### [WORK ORDER A]
Translate this sentence from the report on the typhoon medical mission into Spanish: "The mission was supported by LandsAid, a German humanitarian aid organization which had earlier supported a similar mission in Barangay Tambongon, San Remegio last Sept. 14."
### [WORK ORDER B]
Answer these questions from the report on the typhoon medical mission:
(i) Which organization organized the women's organizations in the four barangays?
(ii) How many people made up the entire medical mission team?
(iii) Where did patients go after their medical check-up?

### [EXTRACT TO READ]
○ ○ ○ ○

Nearly 800 residents of four barangays affected by Typhoon Yolanda were served during a medical mission conducted by the Visayas Primary Healthcare Services.
The residents of Barangays Tindog and Dalingding Sur, Medellin were served during the mission in Tindog last Nov. 22 and residents of Barangays Paypay and Dalingding Norte, Daanbantayan were served in Paypay on Nov. 23.
The mission was supported by LandsAid, a German humanitarian aid organization which had earlier supported a similar mission in Barangay Tambongon, San Remegio last Sept. 14.
Services in the two day medical mission included the following, namely: medical consultations for illnesses for children and adults, diabetes screening for adults more than 40 years old, nutritional status assessment, visual acuity check-up, dental check up and urinalysis for children six years to 12 years old, eye check-up for adults and giving of reading glasses, and distribution of toothbrushes and toothpastes for children. The mission sites were the barangay hall and day care center in Tindog and the Paypay National High School.
These four barangays have established women’s organizations which were organized by the Women’s Resource Center of Visayas (WRCV), another non-government organization, as an offshoot of the relief efforts immediately after the typhoon. The Visayas Primary Health Care Services coordinated with the WRCV and the women’s organizations in organizing the mission.
Invited members of the mission team included the following, namely: 10 doctors, 12 nurses, one optometrist and 5 non-health personnel. The VPHCS had seven staff members which included one doctor and three nurses. The WRCV had a five-member team. The entire medical mission team consisted of 37 people.
In both sites, registered adult patients had their blood pressure taken and the children were also weighed by the nursing team. They were then segregated into adults and children. All adults who had eye problems were ushered to the room for eye check up, those 40 years and above had diabetes screening, after which all were attended to by the team of doctors. All children six years to 12 years old were ushered to the room for urinalysis, height and weight measurement, dental check-up and distribution of toothbrushes and toothpastes, after which they were brought to the medical consultation room. All patients were eventually attended to by the team of doctors. After their medical check-up, the patients then went to the pharmacy to get their prescribed medicines.

○ ○ ○ ○

(Point localization data)
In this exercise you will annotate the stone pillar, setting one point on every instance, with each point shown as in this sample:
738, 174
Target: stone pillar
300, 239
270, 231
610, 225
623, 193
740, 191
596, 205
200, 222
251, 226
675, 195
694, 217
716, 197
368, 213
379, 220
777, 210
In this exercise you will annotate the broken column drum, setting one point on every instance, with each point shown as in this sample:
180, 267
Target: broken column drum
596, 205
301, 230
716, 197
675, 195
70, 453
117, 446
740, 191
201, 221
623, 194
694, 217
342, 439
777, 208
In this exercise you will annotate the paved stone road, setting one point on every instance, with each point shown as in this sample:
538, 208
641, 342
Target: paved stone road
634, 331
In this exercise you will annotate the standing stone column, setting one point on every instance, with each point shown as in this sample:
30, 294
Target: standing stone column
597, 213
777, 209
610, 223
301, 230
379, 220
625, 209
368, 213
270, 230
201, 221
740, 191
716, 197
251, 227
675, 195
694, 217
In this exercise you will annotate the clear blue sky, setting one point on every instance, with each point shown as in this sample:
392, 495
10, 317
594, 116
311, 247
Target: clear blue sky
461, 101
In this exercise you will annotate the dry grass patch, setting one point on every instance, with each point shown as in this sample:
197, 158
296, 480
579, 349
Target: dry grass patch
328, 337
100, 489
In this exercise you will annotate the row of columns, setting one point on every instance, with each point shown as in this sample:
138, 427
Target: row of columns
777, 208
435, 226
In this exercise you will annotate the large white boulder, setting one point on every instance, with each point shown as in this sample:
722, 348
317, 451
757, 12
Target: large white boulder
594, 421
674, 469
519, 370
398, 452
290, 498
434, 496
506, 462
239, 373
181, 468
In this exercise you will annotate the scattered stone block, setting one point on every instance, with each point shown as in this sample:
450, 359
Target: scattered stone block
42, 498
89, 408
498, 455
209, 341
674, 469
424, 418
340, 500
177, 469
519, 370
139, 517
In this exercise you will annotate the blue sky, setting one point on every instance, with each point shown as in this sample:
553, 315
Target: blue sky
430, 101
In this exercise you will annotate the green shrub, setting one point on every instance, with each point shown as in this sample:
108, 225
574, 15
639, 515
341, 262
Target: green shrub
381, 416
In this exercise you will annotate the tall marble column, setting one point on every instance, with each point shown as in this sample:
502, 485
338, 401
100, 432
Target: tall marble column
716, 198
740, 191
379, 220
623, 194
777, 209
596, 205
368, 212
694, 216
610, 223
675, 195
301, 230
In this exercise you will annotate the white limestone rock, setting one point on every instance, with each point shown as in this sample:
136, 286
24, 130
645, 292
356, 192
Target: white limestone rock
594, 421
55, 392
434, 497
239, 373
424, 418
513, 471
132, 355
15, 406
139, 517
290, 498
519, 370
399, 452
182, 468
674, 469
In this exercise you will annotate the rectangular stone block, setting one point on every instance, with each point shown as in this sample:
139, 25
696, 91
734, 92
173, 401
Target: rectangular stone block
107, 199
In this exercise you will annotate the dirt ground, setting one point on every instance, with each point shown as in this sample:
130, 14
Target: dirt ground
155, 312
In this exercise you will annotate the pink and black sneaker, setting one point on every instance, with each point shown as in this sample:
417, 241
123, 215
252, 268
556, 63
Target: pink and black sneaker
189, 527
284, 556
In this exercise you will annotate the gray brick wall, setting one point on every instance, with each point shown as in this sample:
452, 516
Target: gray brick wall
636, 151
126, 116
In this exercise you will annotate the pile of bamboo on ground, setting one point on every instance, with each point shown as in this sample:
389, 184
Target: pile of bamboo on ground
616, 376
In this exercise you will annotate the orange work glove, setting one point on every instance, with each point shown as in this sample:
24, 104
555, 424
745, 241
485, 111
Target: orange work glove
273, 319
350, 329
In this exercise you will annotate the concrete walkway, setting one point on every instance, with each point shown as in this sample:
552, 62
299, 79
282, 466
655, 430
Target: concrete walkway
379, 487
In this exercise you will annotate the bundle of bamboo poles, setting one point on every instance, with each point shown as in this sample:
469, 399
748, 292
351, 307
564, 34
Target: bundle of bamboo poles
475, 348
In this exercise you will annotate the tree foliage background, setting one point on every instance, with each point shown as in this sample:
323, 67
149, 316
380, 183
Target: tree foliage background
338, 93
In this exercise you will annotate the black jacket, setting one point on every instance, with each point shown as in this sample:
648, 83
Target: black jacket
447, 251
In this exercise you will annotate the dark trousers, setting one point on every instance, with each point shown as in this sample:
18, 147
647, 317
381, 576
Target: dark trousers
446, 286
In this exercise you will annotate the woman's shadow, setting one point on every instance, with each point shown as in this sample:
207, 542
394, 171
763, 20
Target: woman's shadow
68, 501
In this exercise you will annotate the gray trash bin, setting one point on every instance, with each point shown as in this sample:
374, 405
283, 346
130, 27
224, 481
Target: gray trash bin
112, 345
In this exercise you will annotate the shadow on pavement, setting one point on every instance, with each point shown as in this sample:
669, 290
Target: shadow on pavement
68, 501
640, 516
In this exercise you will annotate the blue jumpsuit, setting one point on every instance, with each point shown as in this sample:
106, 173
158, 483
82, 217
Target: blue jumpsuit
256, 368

○ ○ ○ ○

### [TASK ANSWER A]
La misión contó con el apoyo de LandsAid, una organización humanitaria alemana que anteriormente había apoyado una misión similar en el Barangay Tambongon, San Remegio, el pasado 14 de septiembre.

### [TASK ANSWER B]
(i) The Women's Resource Center of Visayas (WRCV)
(ii) 37 people
(iii) To the pharmacy to get their prescribed medicines